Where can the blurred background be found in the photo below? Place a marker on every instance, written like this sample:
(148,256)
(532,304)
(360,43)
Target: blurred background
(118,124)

= = = = =

_Exercise prompt_
Produce an exact copy of every entry above.

_Exercise output_
Where can the blurred background be found in the photo below? Place a marker on every instance, written like this sample:
(148,256)
(532,304)
(360,43)
Target: blurred background
(118,124)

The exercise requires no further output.